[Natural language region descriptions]

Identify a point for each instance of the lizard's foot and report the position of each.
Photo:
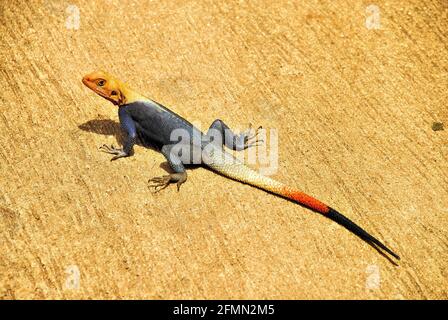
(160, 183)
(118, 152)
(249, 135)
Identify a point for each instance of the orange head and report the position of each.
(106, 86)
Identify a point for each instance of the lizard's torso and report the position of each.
==
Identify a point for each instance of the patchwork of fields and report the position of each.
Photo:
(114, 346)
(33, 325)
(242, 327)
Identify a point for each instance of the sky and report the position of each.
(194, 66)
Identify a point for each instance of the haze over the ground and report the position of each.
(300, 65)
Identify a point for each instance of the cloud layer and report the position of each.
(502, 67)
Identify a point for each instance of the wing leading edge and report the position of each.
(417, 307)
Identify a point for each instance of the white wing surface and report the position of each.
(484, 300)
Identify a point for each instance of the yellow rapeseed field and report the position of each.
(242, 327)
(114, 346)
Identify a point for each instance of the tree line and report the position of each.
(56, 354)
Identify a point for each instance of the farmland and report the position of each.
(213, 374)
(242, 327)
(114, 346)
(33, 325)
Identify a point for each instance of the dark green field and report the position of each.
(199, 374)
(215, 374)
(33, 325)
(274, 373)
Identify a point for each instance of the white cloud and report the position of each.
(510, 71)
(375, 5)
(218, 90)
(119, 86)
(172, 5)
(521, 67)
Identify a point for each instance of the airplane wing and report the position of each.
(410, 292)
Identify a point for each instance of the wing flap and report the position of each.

**TASK GOAL:**
Copy out all the lines of the records that include "lizard".

**EXPECTED ANSWER:**
Identify a point for each instance of the lizard's foot and report the position of each.
Identify a point for each instance of the lizard's torso and report the position of each.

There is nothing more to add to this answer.